TEXTO EXTRAÍDO:
========================================================================
Como podemos confiar nos resultados que relacionam os marcadores com as doenças? São resultados honestos, feito por empresas e cientistas sérios. Eles utilizam tecnologia de ponta para conseguir os relatórios. É importante ressaltar que as informações dos mapas genéticos gerados atualmente são preliminares. É algo que vai estimular o paciente a pensar sobre determinado risco, analisar o histórico familiar e discutir com o médico de confiança.
========================================================================
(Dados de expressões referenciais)

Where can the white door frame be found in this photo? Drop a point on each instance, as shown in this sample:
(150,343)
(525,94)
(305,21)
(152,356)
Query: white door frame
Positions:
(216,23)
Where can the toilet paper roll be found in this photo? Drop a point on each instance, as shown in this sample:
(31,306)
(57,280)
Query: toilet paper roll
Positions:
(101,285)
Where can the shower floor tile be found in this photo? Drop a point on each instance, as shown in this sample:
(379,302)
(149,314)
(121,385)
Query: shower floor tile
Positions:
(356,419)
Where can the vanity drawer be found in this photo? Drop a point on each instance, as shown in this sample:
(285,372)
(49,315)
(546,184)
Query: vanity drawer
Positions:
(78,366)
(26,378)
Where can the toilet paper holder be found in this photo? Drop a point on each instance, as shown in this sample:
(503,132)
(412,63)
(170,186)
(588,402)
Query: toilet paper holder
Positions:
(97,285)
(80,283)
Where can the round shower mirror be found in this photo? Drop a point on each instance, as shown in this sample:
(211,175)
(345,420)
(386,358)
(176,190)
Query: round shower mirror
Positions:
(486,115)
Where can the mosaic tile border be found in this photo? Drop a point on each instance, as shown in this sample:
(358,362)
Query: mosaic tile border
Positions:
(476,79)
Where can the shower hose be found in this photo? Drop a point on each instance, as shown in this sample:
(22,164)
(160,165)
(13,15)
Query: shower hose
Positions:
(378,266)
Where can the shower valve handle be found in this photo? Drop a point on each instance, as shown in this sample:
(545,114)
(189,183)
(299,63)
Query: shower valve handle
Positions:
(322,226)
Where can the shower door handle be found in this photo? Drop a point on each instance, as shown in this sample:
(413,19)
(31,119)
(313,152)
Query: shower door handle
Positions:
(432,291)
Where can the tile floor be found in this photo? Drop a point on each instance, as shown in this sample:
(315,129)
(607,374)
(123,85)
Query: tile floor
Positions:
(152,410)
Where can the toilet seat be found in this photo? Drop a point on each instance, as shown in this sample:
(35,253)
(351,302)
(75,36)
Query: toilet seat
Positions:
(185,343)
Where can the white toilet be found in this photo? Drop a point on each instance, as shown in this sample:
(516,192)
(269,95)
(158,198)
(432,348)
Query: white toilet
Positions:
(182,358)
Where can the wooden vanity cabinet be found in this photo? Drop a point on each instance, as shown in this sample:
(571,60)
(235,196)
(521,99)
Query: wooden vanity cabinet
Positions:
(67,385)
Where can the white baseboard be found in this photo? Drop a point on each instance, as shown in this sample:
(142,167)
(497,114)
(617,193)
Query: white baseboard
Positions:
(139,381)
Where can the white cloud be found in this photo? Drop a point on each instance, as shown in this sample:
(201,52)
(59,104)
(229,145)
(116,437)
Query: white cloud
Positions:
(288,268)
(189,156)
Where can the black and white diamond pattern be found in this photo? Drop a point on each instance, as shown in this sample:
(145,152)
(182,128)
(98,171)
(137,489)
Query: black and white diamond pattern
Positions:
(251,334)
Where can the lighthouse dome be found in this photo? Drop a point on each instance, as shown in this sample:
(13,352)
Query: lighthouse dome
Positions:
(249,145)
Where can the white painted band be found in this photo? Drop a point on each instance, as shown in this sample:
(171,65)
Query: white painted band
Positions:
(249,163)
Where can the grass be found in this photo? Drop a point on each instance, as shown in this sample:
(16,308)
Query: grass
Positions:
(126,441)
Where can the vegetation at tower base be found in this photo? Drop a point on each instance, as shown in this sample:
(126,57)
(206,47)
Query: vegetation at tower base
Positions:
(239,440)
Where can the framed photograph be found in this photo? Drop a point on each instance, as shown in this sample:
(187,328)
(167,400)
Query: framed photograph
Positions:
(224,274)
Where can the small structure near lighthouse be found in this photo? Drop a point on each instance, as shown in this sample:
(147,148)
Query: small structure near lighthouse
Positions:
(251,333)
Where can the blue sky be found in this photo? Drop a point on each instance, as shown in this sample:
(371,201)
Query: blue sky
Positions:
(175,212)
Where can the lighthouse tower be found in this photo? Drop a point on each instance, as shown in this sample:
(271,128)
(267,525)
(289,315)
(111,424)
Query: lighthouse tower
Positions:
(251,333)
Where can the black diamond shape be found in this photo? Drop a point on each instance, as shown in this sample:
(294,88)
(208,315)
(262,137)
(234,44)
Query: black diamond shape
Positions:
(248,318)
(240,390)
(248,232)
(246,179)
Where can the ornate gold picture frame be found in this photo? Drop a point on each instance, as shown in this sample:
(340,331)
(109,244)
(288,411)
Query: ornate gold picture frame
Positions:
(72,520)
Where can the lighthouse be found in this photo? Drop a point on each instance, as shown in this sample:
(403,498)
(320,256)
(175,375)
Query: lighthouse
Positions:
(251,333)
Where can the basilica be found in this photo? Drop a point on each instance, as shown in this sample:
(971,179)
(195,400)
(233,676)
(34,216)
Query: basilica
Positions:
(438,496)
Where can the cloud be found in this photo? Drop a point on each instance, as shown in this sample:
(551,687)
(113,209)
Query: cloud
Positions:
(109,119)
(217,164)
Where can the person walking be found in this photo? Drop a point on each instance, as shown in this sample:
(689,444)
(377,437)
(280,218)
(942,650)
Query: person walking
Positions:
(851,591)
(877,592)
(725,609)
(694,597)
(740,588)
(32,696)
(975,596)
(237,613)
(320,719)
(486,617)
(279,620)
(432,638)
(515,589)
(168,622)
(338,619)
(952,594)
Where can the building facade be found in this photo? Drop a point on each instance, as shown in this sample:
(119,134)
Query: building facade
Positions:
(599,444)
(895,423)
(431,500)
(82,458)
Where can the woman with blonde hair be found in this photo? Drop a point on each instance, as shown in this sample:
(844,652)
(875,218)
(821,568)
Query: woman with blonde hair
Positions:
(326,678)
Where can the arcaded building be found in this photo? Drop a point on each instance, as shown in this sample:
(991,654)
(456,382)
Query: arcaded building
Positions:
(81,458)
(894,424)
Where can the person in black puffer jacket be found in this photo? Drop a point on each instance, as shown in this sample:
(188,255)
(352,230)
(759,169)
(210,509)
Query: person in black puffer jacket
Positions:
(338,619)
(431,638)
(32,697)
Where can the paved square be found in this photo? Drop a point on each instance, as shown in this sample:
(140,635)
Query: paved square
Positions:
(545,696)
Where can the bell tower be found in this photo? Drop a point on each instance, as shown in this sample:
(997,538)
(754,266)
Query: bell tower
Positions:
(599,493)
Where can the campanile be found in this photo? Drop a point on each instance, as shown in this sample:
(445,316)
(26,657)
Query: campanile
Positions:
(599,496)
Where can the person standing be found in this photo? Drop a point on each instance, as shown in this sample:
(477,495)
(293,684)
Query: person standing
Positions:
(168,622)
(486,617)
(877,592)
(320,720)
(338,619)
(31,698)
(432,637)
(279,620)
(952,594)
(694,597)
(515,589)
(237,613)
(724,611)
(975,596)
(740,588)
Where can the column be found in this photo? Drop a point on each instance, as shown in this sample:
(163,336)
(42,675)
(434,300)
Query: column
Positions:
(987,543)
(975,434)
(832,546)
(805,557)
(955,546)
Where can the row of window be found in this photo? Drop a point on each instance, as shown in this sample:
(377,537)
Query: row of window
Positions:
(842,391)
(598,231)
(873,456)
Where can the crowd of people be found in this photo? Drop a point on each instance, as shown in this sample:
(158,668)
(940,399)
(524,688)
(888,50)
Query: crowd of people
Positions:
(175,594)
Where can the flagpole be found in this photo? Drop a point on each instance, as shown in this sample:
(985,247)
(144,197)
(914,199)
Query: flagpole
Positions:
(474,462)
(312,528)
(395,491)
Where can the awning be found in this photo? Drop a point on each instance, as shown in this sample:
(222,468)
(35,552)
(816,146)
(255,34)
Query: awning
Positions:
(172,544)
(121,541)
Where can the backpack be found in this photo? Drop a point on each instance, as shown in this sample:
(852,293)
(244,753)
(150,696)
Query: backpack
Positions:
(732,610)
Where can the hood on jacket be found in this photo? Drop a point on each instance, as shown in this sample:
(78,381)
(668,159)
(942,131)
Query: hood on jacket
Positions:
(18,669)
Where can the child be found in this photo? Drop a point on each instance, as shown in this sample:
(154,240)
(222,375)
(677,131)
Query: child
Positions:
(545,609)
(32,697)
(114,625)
========================================================================
TAREFA 1:
Responda com base no texto sobre mapas genéticos:
(a) O que empresas e cientistas utilizam para conseguir os relatórios?
(b) Como são descritas as informações dos mapas genéticos gerados atualmente?
(c) Com quem o paciente é estimulado a discutir?
TAREFA 2: Cite o trecho do texto sobre mapas genéticos que vai de "Como podemos confiar" até "médico de confiança.", inclusive.
TAREFA 3: Por favor, dê continuidade ao texto sobre mapas genéticos a partir da última frase apresentada.

RESPOSTA FINAL 1:
(a) Tecnologia de ponta.
(b) Como preliminares.
(c) Com o médico de confiança.

RESPOSTA FINAL 2:
Como podemos confiar nos resultados que relacionam os marcadores com as doenças? São resultados honestos, feito por empresas e cientistas sérios. Eles utilizam tecnologia de ponta para conseguir os relatórios. É importante ressaltar que as informações dos mapas genéticos gerados atualmente são preliminares. É algo que vai estimular o paciente a pensar sobre determinado risco, analisar o histórico familiar e discutir com o médico de confiança.

RESPOSTA FINAL 3:
De que forma o sequenciamento do DNA humano vai influenciar a medicina? Muitos geneticistas acreditam que vamos chegar num estado em que vamos “sequenciar uma vez e ler depois.” Isso significa que vamos ter o nosso genoma codificado e armazenado em um computador e depois leremos essas informações ao longo da nossa vida em vários momentos diferentes. Existem empresas nos EUA, por exemplo, que vão oferecer testes para mais de 100 distúrbios genéticos para futuros pais. Se a mãe e o pai carregam genes que podem aumentar o risco de uma futura criança desenvolver determinada doença, os pais poderão planejar e tomar decisões mais conscientes. Essa habilidade de poder enxergar adiante será uma constante na medicina influenciada pela genética. É uma forma de aumentar as ferramentas que pacientes e médicos têm para melhorar a qualidade de vida. Não é a resposta definitiva para a saúde humana, mas é uma boa ajuda.